→ Task to carry out: Carry on the forum post about working motherhood and financial independence, picking up right after its last sentence.

→ Extracted text:
%%

I was a working mom, for my first son, then after the second, decided to stay home and almost right away, found myself pregnant with a third. Those times, of being completely financially dependent on my now ex husband were some of the worst years, a real wake up call.
He has control issues. To put things, mildly. He wasn't quite close to removing internet services, but there were threats to remove the computer from the home. If I logged into social media, his family was apt to mention hours logged in. That was before being able to hide whether you were online or not. And sometimes, I'd just log in, but step away from the computer or do something else, in a new window.
Working for me, now, is necessary, as a single mom. With the way my income is, working mother's hours, is a real possibility. My shift from married, to single, wasn't stressful. As, I already used to being the primary caregiver, the one at the pediatric appointments, home on sick days, school meetings(parent teacher conferences, iep meetings), all those things I did alone in marriage, I still do.
I like what Bonnie has to say about improvising work ideas. I'm, personally, far from mon-fri 9-5. If willing to even do elbow grease work, flexibility will be there, as will building up your
female support network, and being in a position where if you make a bold decision, such as leaving, you will have something to fall back on, and instead of not being able to decide, due to finances, you can decide what's best for you; whether staying or leaving.
Quote:
Originally Posted by Big Mama
Healing, that is great, I had no idea you had 3 kids. I have 3 and I do kinda wish I could go to work. Everything here is 20 miles away. By the time I commute 20 miles and work 4 and commute 20 more miles home, it is just not worth the money for me to be gone. I have no skills really. I definitely am not good with people. My H is self employed and some times for an entire week he is out of town. Sometimes he comes home on weekends and works out of town for a month. So him being able to keep the kids while I am gone is not really an option. I am not so sure he would even if he could.

%%

Records drawn from a dataset
%%

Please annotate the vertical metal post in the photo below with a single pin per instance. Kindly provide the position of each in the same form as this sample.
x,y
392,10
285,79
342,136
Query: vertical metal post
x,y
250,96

%%

→ Response box:
Right now I do pet setting for people, and that pays some money but it is not frequent or consistent. It is speratic. I also do some consigning a couple times a year, but the money from that is mostly to take care of my Horse. Since I got him, I have to pay for his needs. Which in all reality he is an easy keeper and it costs more to take care of my cat.
For the time being I guess my main role will be here at home. Even if I did find part time employment, I don't know what I would do during the summer months, and during poor weather. Maybe in the years to come, I can go to work at the school as a teachers aid or helper of some sort.
Nucking, he wants no computer because he is jealous of yall, he hates that I share things with you that I won't share with him. But he doesn't care and uses everything I say against me. I have learned to say very little to him about anything personal. He also prides himself on being "old school" and not needing a computer, an I pod, a e mail or anything. He can pride himself that way if he so chooses but don't choose that for me.
At the moment having the computer for my mental health is imperative. I don't know, but I feel like sometimes as my mental state improves and I evolve towards a more whole and independent person the more he wants to keep me the way I was. I am moving forwards and I am not going back.